++++ Excerpt to read ++++

The United States imprisons more of its citizens than any other nation — numbers now swelled by waves of immigrant detentions.
Immigrants and incarcerated individuals often are held in the same facilities, managed by the same corporations, and policed by the same personnel, according to Amnesty International — and both sets of detainees are overwhelmingly black and brown. Yet there is little understanding of the connection between the issues.
On February 2 – 3, the Humanities Action Lab at Hunter College will host a two-day convening, “States of Incarceration: Connecting Stories Across Borders and Bars.”
The event will bring faculty members, students, advocates, and justice-impacted individuals from states and localities — including Arizona, California, Colorado, Florida, New Jersey, North Carolina, Wisconsin, and Washington, D.C. — to share first-hand accounts of the explosion of incarceration in their communities and envision how to create public narratives to contest immigration detention and civil incarceration together.
“We are so grateful to be able to bring together this extraordinary group of advocates and educators at such a critical moment, to join our communities’ distinctive historical experience and wisdom together into a national vision for teaching and talking about overincarceration,” said the co-director of HAL, Liz Sevcenko.

++++ Exercise material ++++

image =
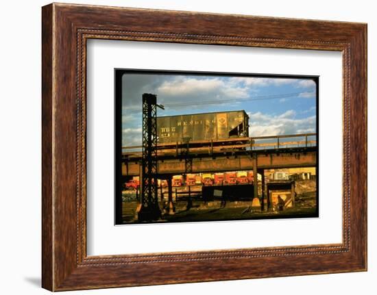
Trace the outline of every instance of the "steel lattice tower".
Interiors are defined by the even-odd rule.
[[[157,96],[143,94],[143,158],[141,179],[141,221],[160,218],[157,183]]]

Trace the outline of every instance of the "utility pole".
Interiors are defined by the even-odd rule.
[[[143,158],[141,179],[140,221],[156,220],[161,217],[157,183],[157,96],[143,94]]]

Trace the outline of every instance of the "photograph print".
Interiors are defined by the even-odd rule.
[[[114,79],[117,225],[318,217],[317,76]]]

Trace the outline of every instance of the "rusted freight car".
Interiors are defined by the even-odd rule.
[[[249,136],[244,110],[157,117],[158,143],[219,140]]]

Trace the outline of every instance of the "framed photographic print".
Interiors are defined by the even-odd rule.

++++

_Set of tasks_.
A) From the article on the incarceration convening, quote the passage that begins with "Immigrants and incarcerated" and ends after "between the issues.".
B) Convert the Block 1 listing of outline traces into a numbered list, dropping blank lines and omitting the pictures.

_Answers given_.
A)
Immigrants and incarcerated individuals often are held in the same facilities, managed by the same corporations, and policed by the same personnel, according to Amnesty International — and both sets of detainees are overwhelmingly black and brown. Yet there is little understanding of the connection between the issues.

B)
1. image =
2. Trace the outline of every instance of the "steel lattice tower".
3. Interiors are defined by the even-odd rule.
4. [[[157,96],[143,94],[143,158],[141,179],[141,221],[160,218],[157,183]]]
5. Trace the outline of every instance of the "utility pole".
6. Interiors are defined by the even-odd rule.
7. [[[143,158],[141,179],[140,221],[156,220],[161,217],[157,183],[157,96],[143,94]]]
8. Trace the outline of every instance of the "photograph print".
9. Interiors are defined by the even-odd rule.
10. [[[114,79],[117,225],[318,217],[317,76]]]
11. Trace the outline of every instance of the "rusted freight car".
12. Interiors are defined by the even-odd rule.
13. [[[249,136],[244,110],[157,117],[158,143],[219,140]]]
14. Trace the outline of every instance of the "framed photographic print".
15. Interiors are defined by the even-odd rule.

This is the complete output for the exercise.